Your goal>
Quote the lines from the line holding "the freight train" to the very end of the listing, exactly, and no others.

Data provided>

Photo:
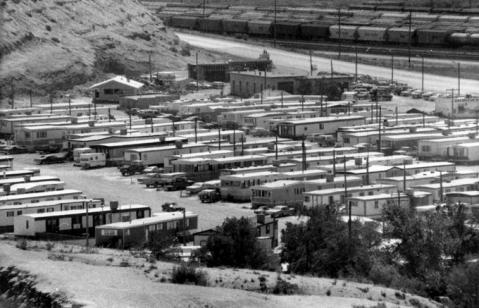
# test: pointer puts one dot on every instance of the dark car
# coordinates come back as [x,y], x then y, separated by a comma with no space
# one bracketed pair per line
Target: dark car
[13,149]
[51,159]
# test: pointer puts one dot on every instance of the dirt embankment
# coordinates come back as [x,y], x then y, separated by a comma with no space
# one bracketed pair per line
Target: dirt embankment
[52,45]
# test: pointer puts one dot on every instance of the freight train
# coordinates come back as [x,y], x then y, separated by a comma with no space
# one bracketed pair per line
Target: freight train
[361,23]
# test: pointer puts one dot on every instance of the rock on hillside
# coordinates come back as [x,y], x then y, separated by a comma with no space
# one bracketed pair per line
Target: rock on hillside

Final result>
# test: pointer puts one dot on every instance of the freight train
# coordinates come back as [x,y], x then y, separated by a comma with no space
# one bracketed pair per line
Target: freight train
[361,23]
# test: pointer puts one dot on every instance of the rock on hillside
# coordinates come back as [x,y], x then y, separated by a comma with no space
# one bracketed pair per line
Target: rock on hillside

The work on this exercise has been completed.